The records that follow are to be repeated without alteration.

#### LISTED ENTRIES ####

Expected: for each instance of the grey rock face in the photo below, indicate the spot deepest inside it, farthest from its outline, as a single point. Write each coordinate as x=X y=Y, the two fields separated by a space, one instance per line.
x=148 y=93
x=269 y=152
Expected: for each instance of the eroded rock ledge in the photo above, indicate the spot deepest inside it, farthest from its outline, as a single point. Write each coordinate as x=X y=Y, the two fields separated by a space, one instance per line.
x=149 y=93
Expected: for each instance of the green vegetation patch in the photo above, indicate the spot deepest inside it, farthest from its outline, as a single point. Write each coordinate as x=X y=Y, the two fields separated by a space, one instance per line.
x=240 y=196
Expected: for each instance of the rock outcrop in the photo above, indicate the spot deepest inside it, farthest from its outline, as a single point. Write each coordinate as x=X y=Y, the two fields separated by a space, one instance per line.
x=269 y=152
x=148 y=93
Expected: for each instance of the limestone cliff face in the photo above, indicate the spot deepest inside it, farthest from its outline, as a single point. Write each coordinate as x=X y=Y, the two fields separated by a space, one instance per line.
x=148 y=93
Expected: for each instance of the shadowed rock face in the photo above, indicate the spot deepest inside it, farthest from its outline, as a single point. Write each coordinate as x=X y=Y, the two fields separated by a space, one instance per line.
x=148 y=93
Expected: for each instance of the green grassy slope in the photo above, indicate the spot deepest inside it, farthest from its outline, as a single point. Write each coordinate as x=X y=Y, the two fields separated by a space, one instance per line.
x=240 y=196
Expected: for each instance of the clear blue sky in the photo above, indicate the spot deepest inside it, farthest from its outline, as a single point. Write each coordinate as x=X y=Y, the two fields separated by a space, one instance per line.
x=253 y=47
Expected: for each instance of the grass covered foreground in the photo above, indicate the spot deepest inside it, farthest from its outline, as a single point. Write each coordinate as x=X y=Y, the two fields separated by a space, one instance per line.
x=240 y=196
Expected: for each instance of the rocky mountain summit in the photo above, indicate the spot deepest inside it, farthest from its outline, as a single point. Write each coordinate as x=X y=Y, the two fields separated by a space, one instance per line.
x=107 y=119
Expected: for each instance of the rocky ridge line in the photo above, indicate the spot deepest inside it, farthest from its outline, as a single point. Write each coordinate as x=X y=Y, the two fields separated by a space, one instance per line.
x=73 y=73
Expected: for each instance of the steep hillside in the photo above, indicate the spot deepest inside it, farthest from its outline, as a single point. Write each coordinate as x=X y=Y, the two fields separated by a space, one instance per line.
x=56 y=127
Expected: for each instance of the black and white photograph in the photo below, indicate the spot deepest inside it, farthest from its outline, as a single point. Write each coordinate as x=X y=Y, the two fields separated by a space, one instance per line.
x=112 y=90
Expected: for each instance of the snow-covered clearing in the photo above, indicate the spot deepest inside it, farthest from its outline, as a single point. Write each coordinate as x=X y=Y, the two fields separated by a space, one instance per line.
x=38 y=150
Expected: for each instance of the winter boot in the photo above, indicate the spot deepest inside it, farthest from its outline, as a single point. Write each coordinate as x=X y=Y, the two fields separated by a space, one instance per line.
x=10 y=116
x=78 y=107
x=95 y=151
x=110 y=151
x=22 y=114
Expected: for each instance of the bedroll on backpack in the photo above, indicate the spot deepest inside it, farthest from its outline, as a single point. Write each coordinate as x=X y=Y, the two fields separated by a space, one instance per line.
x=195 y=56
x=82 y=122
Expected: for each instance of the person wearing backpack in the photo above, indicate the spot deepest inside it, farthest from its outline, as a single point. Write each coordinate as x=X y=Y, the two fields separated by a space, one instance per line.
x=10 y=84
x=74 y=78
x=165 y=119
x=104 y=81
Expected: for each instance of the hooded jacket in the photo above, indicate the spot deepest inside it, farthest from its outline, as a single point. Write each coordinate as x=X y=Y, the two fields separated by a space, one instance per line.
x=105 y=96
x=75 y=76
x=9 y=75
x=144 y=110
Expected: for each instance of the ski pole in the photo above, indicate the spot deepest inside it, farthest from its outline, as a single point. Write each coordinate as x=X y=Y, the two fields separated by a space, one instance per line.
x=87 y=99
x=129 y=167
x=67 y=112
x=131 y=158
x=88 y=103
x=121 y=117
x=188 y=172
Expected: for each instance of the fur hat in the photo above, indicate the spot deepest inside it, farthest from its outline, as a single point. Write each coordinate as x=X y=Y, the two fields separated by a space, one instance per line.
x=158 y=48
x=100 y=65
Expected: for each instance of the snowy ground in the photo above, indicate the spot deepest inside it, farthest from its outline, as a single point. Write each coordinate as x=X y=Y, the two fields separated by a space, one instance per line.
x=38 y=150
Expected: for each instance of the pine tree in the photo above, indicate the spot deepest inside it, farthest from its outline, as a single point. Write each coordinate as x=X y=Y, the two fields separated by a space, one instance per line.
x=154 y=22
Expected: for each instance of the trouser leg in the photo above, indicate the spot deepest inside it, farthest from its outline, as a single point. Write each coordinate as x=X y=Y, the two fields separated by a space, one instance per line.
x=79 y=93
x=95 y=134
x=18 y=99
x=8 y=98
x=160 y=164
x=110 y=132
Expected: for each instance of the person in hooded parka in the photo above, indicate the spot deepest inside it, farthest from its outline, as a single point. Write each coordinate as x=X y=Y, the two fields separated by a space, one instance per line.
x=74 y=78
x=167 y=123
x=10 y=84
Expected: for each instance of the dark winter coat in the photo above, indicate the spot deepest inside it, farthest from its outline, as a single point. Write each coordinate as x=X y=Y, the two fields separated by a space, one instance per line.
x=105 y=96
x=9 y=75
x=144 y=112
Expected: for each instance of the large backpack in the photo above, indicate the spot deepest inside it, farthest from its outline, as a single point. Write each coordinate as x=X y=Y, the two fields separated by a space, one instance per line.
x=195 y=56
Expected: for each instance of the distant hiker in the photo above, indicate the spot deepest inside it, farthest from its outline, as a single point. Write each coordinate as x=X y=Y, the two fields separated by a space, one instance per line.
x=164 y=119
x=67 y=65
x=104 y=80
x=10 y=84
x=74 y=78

####

▶ **ANSWER SECTION**
Expected: for each instance of the grey rock face in the photo below, indicate the spot deepest inside it, farthest from its outline, as a single point. Write each coordinate as x=X y=Y, the two fields separated by a space, one instance per line.
x=148 y=93
x=269 y=152
Expected: for each instance of the eroded rock ledge in the photo above, indicate the spot deepest inside it, farthest from its outline, as a single point. Write each coordinate as x=X y=Y, the two fields separated by a space, one instance per line.
x=149 y=93
Expected: for each instance of the green vegetation patch in the photo above, indicate the spot deepest inside it, farthest from its outline, as a single point. Write each coordinate as x=X y=Y, the two fields separated by a space, one instance per line.
x=240 y=196
Expected: for each instance of the rock outcrop in the photo above, indicate the spot deepest inside it, farthest from its outline, as a single point. Write each coordinate as x=X y=Y, the two fields separated by a space, one instance per line.
x=269 y=152
x=148 y=93
Expected: for each instance of the limestone cliff face in the photo above, indicate the spot deepest inside it, farthest from its outline, as a single point. Write each coordinate as x=X y=Y, the two fields separated by a space, one instance per line.
x=148 y=93
Expected: for each instance of the shadowed rock face in the photo above, indicate the spot deepest inside it, farthest from its outline, as a single point. Write each coordinate as x=X y=Y, the two fields separated by a space, one instance per line.
x=148 y=93
Expected: for each instance of the green grassy slope in the photo above, indicate the spot deepest inside it, farthest from its outline, as a single point. Write each coordinate as x=X y=Y, the two fields separated by a space, one instance per line.
x=240 y=196
Expected: for each instance of the clear blue sky in the photo above, indicate the spot deepest inside it, farthest from its outline, as a single point. Write each coordinate as x=X y=Y, the two fields separated by a space, one instance per line.
x=253 y=47
Expected: for each instance of the grass covered foreground in the photo above, indicate the spot deepest inside it, farthest from its outline, as a single point. Write each coordinate as x=X y=Y, the two fields separated by a space, one instance per line.
x=240 y=196
Expected: for each instance of the rocky mountain summit in the photo above, indicate the spot deepest inside it, farthest from its outline, as a single point. Write each coordinate as x=X y=Y, the two fields separated by a space, one instance per line.
x=107 y=119
Expected: for each instance of the rocky ridge line in the photo above, indicate the spot deepest inside it, farthest from its outline, as a single point. Write each coordinate as x=X y=Y, the two fields separated by a space, one instance per line.
x=73 y=73
Expected: for each instance of the steep hillside in the photo above, indicate the spot deepest inside it, farthest from its outline, as a single point. Write each coordinate as x=X y=Y, the two fields separated by a space, one instance per line.
x=56 y=127
Expected: for each instance of the black and white photograph in the photo below, indicate the spot deepest inside it, farthest from its outline, as a single point. Write each coordinate as x=X y=Y, the two fields separated by a space, one instance per line.
x=112 y=90
Expected: for each instance of the snow-covered clearing in the photo above, indicate the spot deepest inside it, farthest from its outline, as a single point. Write each coordinate as x=X y=Y, the two fields separated by a space, one instance per line.
x=38 y=150
Expected: for each instance of the winter boot in the photo above, indicate the spot deepest inside it, farthest from its outline, as a single point. Write each coordinate as x=X y=Y, the two fields separated by a space, one instance per line.
x=10 y=116
x=78 y=107
x=95 y=151
x=110 y=151
x=22 y=114
Expected: for each instance of the bedroll on backpack in the photo above, indicate the spot deepest inside it, farthest from its outline, as a single point. Write each coordinate as x=X y=Y, the two fields separated by a space, one instance per line.
x=195 y=56
x=82 y=122
Expected: for each instance of the person wearing backpack in the photo above, indicate the spot deepest inside it, farthest from its outline, as a single point. Write each coordinate as x=X y=Y, the two fields separated by a space, one instance per line.
x=10 y=84
x=74 y=78
x=165 y=119
x=104 y=81
Expected: for each instance of the hooded jacket in the photo above, indicate the spot deepest inside it, farthest from its outline, as a single point. Write each coordinate as x=X y=Y, the two fields separated by a space, one instance per line.
x=105 y=96
x=75 y=76
x=9 y=75
x=144 y=110
Expected: for each instance of the ski pole in the photo above, indicate the spot deepest inside it, farthest from its outline, as a single point. Write each coordinate as x=X y=Y, the two fields separated by a space, one instance per line.
x=87 y=99
x=129 y=167
x=67 y=112
x=131 y=158
x=88 y=103
x=121 y=117
x=188 y=172
Expected: for each instance of the fur hat in the photo above, indicate the spot deepest inside it, farthest from its outline, as a single point. Write each coordinate as x=X y=Y, the two fields separated by a space, one instance per line.
x=158 y=48
x=100 y=65
Expected: for each instance of the snowy ground in the photo above, indicate the spot deepest inside it, farthest from its outline, as a single point. Write each coordinate as x=X y=Y, the two fields separated by a space, one instance per line.
x=38 y=150
Expected: for each instance of the pine tree in the photo above, indicate the spot deepest inside it, farthest from its outline, as a single point. Write each coordinate as x=X y=Y, the two fields separated by a space, one instance per line.
x=154 y=22
Expected: for each instance of the trouser leg in the photo above, indicate the spot deepest inside it, farthest from its outline, as a single point. Write each coordinate as x=X y=Y, the two fields separated by a space, one instance per line.
x=79 y=93
x=95 y=134
x=18 y=99
x=8 y=98
x=160 y=164
x=110 y=132
Expected: for each instance of the person in hooded parka in the photo above, indicate the spot deepest inside it, farthest from its outline, as a single point. Write each coordinate as x=X y=Y, the two fields separated by a space, one instance per line.
x=74 y=78
x=167 y=123
x=10 y=84
Expected: for each instance of the dark winter coat in the photo above, indicate the spot deepest inside it, farthest from its outline, as a single point. Write each coordinate as x=X y=Y, the two fields separated by a space, one instance per line.
x=105 y=96
x=9 y=75
x=144 y=112
Expected: for each instance of the large backpack in the photo above, indicate the spot deepest inside it, farthest from its outline, as a single point. Write each coordinate as x=X y=Y, the two fields separated by a space, one instance per line.
x=195 y=56
Expected: for each instance of the distant hiker in the photo above, indicate the spot deepest inside it, farthest from its outline, as a single point. Write each coordinate as x=X y=Y, the two fields separated by a space, one instance per line.
x=164 y=119
x=67 y=65
x=104 y=80
x=10 y=84
x=74 y=78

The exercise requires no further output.